Document segment:
○ ○ ○ ○ ○ ○ ○

I love nothing better than winkling out inexpensive ways to stay in ultra-fancy hotels, and I actually twisted my arm over my head to pat myself on the actual back as we rode up in the very large and shiny elevator to the sixth floor a half-hour ago, here in Rome again, having left our bags with the bellman and the rent-a-car with the valet. I booked the cheapest room in the Rome Cavalieri at a steep last-minute discount last night, but told the kids I believed I could finagle a Hilton Hotels "gold" membership and my Amex Platinum card perks into an upgrade, and this actually worked.
It may be my greatest vacation-winkling coup yet in a long career of five-star-hotel scheming that began when I was 13 years old and spent happy lunch hours perusing vacation brochures alongside my paternal aunt Mary, who suffered from the same malady, at the sales counter of her modestly priced bohemian-clothing boutique, Promised Land, on Newtown Lane. She once hitchhiked barefoot from Paris to Dubronvnik. Not long after the end of the Second World War.
I am sitting right now with my computer on a marble side table on the balcony of a gilded room tricked out in splendidly ridiculous teal velvet, mirrors, and gold trim, sipping a flute of spumanti from a bottle that greeted us in an ice bucket by the door. All of Rome is spread out in panorama before me, the surrounding hills a haze of blue, the clouds drifting over, casting neighborhoods in sun and then casting them in shadow. I can see the Papal Basilica of Saint Peter in the Vatican to my right and, directly below, my children splaying their arms like starfish in the swimming pool. The pool looks delicious. It might take me a week or two to cool down from an Italian vacation in the heat wave summer of 2022. Teddy just climbed out and telephoned up to the room to report that he was going to order a hamburger to eat poolside, but that it costs 28 euros. In addition to being knocked out by the view from this balcony and thrilled to be back in Rome, my pleasure is increased by the knowledge that I've raised a 12-year-old who realizes you shouldn't order a $28 hamburger.

○ ○ ○ ○ ○ ○ ○

Problems to work on:
- A) Copy the stretch of the Rome hotel passage from "It may be my" through "Second World War.".
- B) Resume the Rome hotel passage after its final sentence and carry the narrative forward.

Data lines:
○ ○ ○ ○ ○ ○ ○

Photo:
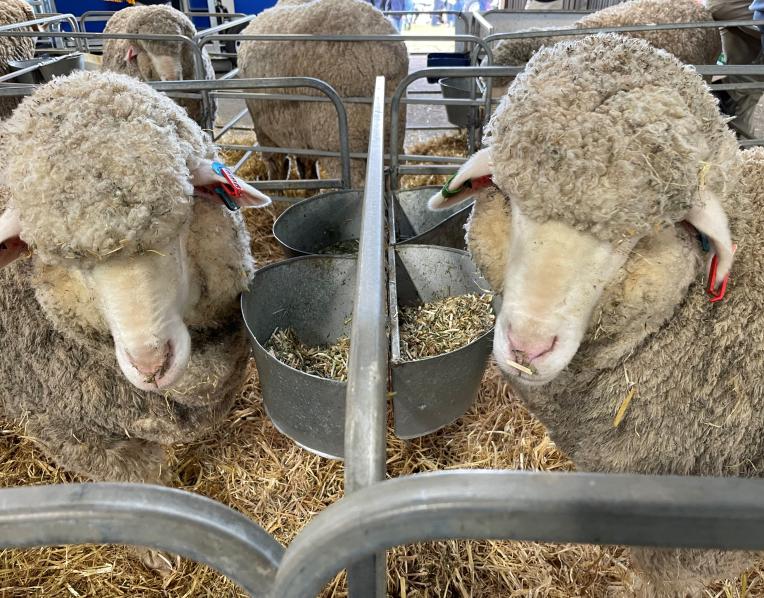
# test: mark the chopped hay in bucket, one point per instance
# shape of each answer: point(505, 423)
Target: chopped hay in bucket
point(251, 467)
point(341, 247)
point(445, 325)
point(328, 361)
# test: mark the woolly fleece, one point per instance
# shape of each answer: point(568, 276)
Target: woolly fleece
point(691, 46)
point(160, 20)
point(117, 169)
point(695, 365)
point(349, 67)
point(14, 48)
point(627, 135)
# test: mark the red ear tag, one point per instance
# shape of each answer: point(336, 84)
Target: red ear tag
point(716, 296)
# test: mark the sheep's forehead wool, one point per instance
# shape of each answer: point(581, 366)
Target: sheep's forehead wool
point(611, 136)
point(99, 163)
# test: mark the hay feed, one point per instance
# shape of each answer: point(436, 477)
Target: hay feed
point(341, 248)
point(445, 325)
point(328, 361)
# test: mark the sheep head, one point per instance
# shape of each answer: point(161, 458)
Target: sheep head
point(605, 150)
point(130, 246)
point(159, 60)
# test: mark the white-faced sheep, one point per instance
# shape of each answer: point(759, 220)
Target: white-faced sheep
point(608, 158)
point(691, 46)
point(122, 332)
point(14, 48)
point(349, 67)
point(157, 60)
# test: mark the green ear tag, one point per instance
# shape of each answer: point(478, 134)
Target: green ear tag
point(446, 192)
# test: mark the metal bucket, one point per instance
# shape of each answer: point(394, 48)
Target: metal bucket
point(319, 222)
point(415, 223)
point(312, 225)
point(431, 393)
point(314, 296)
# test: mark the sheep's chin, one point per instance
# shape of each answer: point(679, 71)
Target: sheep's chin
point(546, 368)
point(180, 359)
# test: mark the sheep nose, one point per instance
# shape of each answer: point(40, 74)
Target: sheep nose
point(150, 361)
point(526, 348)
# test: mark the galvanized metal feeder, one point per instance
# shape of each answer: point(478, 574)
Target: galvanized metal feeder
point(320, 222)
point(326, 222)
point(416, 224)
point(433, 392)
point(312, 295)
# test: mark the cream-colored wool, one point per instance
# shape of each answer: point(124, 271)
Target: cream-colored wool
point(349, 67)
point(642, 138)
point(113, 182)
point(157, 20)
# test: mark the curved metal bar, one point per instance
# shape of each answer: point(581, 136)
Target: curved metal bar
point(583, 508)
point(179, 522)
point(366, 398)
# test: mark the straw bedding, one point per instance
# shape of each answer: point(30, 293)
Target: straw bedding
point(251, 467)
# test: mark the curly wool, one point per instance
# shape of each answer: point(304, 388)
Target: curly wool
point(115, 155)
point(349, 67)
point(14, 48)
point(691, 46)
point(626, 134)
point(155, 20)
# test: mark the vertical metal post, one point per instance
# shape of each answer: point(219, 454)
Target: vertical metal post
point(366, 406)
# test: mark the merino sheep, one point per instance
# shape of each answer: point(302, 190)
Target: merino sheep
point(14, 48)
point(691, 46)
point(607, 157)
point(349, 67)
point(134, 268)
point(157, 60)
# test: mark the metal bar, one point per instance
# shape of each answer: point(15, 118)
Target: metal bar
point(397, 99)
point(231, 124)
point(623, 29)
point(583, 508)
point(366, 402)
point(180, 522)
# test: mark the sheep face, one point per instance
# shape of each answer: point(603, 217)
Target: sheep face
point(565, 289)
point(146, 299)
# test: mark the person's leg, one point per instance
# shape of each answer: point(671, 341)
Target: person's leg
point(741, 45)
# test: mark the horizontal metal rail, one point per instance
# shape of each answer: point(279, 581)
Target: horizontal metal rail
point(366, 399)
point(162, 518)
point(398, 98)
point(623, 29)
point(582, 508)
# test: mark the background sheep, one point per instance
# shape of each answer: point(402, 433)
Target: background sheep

○ ○ ○ ○ ○ ○ ○

Responses in order:
- A)
It may be my greatest vacation-winkling coup yet in a long career of five-star-hotel scheming that began when I was 13 years old and spent happy lunch hours perusing vacation brochures alongside my paternal aunt Mary, who suffered from the same malady, at the sales counter of her modestly priced bohemian-clothing boutique, Promised Land, on Newtown Lane. She once hitchhiked barefoot from Paris to Dubronvnik. Not long after the end of the Second World War.

- B)
Nettie has been bent out of shape, off and on, this entire time because, like all teenagers of her generation, she is captive to a new kind of FOMO (Fear of Missing Out) that has been created by the computers we carry in our pockets. Kids these days track the movements of their many friends -- friends they know in person, in the same way we used to know friends, when we were young, and friends they know virtually, who are in a slightly different category of kinship and connectivity but who still count -- via Snapchat and Snap Map.
They see their friends converge and disperse; they see them drift this way and that, like a swarm of bees, or constellations, on a live map on their iPhone. And so in 2022, a 15-year-old may be blown away by the 1960s, "Dolce Vita" glamour of the Rome Cavalieri hotel, and may be feeling pretty swanky in her bikini on a lounger right now (I see her below me, posed with one arm over her head like Gina Lollobrigida), but inside she will be ferociously fretting about a bonfire function everyone else is going to attend tonight at Ditch Plain Beach that she is missing.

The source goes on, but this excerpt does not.